◆ **SUPPLIED RECORDS**
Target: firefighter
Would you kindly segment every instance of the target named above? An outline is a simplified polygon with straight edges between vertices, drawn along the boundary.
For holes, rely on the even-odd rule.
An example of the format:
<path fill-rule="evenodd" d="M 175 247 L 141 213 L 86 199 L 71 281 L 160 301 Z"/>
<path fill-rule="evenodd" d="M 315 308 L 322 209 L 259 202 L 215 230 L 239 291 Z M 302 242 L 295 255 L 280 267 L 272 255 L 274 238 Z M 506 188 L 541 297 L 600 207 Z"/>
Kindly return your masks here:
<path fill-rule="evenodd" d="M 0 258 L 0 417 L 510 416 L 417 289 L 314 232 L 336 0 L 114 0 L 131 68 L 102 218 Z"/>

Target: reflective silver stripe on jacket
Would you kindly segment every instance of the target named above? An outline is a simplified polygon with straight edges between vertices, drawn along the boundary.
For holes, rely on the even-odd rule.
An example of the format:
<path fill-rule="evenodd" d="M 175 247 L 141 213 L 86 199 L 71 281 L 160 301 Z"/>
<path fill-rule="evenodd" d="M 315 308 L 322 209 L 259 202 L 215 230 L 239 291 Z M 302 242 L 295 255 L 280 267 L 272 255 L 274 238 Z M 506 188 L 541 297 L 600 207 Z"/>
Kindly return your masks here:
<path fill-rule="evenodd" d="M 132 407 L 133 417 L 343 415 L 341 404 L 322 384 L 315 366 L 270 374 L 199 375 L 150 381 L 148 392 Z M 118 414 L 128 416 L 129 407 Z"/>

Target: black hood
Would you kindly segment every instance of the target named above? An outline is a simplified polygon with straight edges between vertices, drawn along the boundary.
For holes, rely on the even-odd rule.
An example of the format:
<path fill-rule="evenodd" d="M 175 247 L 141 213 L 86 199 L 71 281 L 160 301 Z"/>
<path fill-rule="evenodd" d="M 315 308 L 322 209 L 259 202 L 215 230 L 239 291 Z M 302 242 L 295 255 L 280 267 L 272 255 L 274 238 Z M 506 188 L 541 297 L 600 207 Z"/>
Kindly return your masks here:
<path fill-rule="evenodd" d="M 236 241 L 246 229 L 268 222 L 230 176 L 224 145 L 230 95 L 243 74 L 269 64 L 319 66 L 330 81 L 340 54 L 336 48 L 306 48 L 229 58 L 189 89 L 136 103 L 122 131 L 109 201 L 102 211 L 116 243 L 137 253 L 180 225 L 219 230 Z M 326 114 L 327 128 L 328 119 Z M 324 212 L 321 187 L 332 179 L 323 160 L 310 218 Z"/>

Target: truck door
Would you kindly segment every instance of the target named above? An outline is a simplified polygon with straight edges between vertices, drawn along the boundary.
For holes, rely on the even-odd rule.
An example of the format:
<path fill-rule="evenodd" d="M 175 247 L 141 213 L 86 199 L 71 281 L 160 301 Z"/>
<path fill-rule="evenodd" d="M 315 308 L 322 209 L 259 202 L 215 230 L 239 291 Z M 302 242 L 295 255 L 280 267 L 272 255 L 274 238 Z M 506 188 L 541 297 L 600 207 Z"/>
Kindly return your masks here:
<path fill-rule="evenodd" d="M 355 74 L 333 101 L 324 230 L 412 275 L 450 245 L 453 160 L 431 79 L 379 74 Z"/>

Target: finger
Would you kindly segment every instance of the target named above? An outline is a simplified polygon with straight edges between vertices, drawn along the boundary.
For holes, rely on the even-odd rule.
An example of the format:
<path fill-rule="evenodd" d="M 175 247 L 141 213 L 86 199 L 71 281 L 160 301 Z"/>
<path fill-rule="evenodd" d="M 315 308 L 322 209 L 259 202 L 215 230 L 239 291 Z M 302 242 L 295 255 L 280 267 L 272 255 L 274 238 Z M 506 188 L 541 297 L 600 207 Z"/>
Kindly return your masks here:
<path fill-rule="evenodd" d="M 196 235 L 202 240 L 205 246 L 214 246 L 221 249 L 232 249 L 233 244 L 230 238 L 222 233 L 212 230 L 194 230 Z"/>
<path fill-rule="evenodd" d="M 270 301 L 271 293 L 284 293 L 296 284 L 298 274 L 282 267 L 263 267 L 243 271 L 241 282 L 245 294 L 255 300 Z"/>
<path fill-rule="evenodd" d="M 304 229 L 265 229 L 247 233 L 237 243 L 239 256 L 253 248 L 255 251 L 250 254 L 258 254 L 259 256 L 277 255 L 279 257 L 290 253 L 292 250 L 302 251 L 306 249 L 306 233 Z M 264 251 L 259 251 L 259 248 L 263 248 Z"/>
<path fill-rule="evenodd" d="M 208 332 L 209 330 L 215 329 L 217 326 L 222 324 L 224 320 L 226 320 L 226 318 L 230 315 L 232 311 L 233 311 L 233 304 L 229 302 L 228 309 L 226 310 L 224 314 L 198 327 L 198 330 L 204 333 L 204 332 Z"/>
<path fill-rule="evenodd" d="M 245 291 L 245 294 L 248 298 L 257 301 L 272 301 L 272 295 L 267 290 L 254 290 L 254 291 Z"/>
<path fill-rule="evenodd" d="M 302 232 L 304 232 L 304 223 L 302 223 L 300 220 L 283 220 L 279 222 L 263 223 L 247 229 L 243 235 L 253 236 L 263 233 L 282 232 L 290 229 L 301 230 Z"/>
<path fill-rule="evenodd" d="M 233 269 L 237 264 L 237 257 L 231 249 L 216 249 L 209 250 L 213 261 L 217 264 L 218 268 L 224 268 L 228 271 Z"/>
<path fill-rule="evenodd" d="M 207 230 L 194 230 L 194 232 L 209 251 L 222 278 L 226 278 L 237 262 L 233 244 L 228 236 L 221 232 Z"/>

◆ **ABOUT THIS EXERCISE**
Would you please repeat the entire listing above exactly?

◆ **TASK OUTPUT**
Target: firefighter
Would you kindly segment every instance of the target named above? An outline is a simplified polygon with straight edges between vertices, drawn along the boundary.
For holes, rely on the even-odd rule.
An example of the format:
<path fill-rule="evenodd" d="M 175 247 L 141 213 L 86 199 L 71 281 L 160 301 Z"/>
<path fill-rule="evenodd" d="M 315 308 L 322 209 L 259 202 L 215 230 L 239 291 Z M 302 242 L 295 255 L 280 267 L 272 255 L 274 238 Z M 506 188 L 541 297 L 600 207 Z"/>
Kindly return your masks here:
<path fill-rule="evenodd" d="M 0 258 L 0 417 L 510 416 L 417 289 L 314 232 L 336 0 L 114 0 L 131 68 L 102 218 Z"/>

Target: reflective silver stripe on jacket
Would you kindly segment every instance of the target named above? An outline is a simplified polygon with straight edges between vertices, drawn along the boundary.
For holes, rely on the even-odd rule.
An example of the format:
<path fill-rule="evenodd" d="M 175 247 L 141 213 L 86 199 L 71 281 L 160 301 Z"/>
<path fill-rule="evenodd" d="M 315 308 L 322 209 L 259 202 L 215 230 L 239 291 Z M 302 242 L 295 255 L 280 267 L 272 255 L 274 238 Z M 506 188 L 541 297 L 600 207 Z"/>
Kindly return your masks here:
<path fill-rule="evenodd" d="M 132 407 L 133 417 L 343 415 L 341 404 L 322 384 L 315 366 L 270 374 L 199 375 L 150 381 L 148 392 Z M 118 414 L 128 416 L 129 407 Z"/>

Target: black hood
Would you kindly segment every instance of the target named above? An outline is a simplified polygon with straight edges between vertices, drawn along the boundary.
For holes, rely on the even-odd rule.
An example of the format:
<path fill-rule="evenodd" d="M 175 247 L 141 213 L 86 199 L 71 281 L 160 301 Z"/>
<path fill-rule="evenodd" d="M 315 308 L 322 209 L 259 202 L 215 230 L 239 291 Z M 302 242 L 295 255 L 280 267 L 272 255 L 274 238 Z M 506 188 L 541 297 L 600 207 Z"/>
Kindly return your masks here:
<path fill-rule="evenodd" d="M 236 241 L 246 229 L 268 222 L 230 176 L 224 145 L 230 95 L 243 74 L 269 64 L 319 66 L 330 81 L 340 54 L 336 48 L 306 48 L 229 58 L 189 89 L 136 103 L 122 131 L 109 201 L 102 211 L 116 243 L 137 253 L 180 225 L 219 230 Z M 326 114 L 327 128 L 328 119 Z M 324 212 L 321 187 L 332 179 L 323 160 L 310 218 Z"/>

Target: truck door
Would you kindly segment every instance of the target named above? An outline is a simplified polygon with straight edges between vertices, drawn along the boundary.
For holes, rely on the even-odd rule.
An example of the format:
<path fill-rule="evenodd" d="M 175 247 L 141 213 L 86 199 L 71 281 L 160 301 Z"/>
<path fill-rule="evenodd" d="M 315 308 L 322 209 L 259 202 L 215 230 L 239 291 Z M 302 242 L 295 255 L 280 267 L 272 255 L 274 238 Z M 506 188 L 541 297 L 600 207 Z"/>
Kindly return your masks here:
<path fill-rule="evenodd" d="M 355 74 L 333 101 L 324 230 L 412 275 L 450 245 L 453 160 L 431 79 L 379 74 Z"/>

Target: finger
Would you kindly segment every instance of the target named above? An outline is a simplified polygon with straight edges between vertices, drawn along the boundary.
For holes, rely on the even-odd rule.
An example of the format:
<path fill-rule="evenodd" d="M 175 247 L 141 213 L 86 199 L 71 281 L 160 301 Z"/>
<path fill-rule="evenodd" d="M 315 308 L 322 209 L 259 202 L 215 230 L 239 291 Z M 302 242 L 295 255 L 280 267 L 272 255 L 274 238 Z M 506 188 L 541 297 L 600 207 Z"/>
Kindly return your masks here:
<path fill-rule="evenodd" d="M 196 235 L 202 240 L 205 246 L 214 246 L 221 249 L 232 249 L 233 244 L 230 238 L 222 233 L 212 230 L 194 230 Z"/>
<path fill-rule="evenodd" d="M 270 301 L 271 293 L 284 293 L 296 284 L 298 274 L 282 267 L 263 267 L 243 271 L 241 282 L 245 294 L 255 300 Z"/>
<path fill-rule="evenodd" d="M 304 229 L 265 229 L 247 233 L 237 243 L 239 256 L 253 248 L 255 251 L 250 254 L 258 254 L 259 256 L 277 255 L 279 257 L 290 253 L 292 250 L 302 251 L 306 249 L 306 233 Z M 264 251 L 259 251 L 259 248 L 263 248 Z"/>
<path fill-rule="evenodd" d="M 208 332 L 209 330 L 215 329 L 217 326 L 222 324 L 224 320 L 226 320 L 226 318 L 230 315 L 232 311 L 233 311 L 233 304 L 229 302 L 228 309 L 226 310 L 224 314 L 198 327 L 198 330 L 204 333 L 204 332 Z"/>
<path fill-rule="evenodd" d="M 245 291 L 245 294 L 248 298 L 257 301 L 272 301 L 272 295 L 267 290 L 254 290 L 254 291 Z"/>
<path fill-rule="evenodd" d="M 302 232 L 304 232 L 304 223 L 302 223 L 300 220 L 283 220 L 279 222 L 263 223 L 247 229 L 243 235 L 253 236 L 263 233 L 282 232 L 290 229 L 301 230 Z"/>
<path fill-rule="evenodd" d="M 233 269 L 237 264 L 237 257 L 231 249 L 216 249 L 209 250 L 213 261 L 217 264 L 218 268 L 224 268 L 228 271 Z"/>
<path fill-rule="evenodd" d="M 207 230 L 194 230 L 194 232 L 209 251 L 222 278 L 226 278 L 237 262 L 233 244 L 228 236 L 221 232 Z"/>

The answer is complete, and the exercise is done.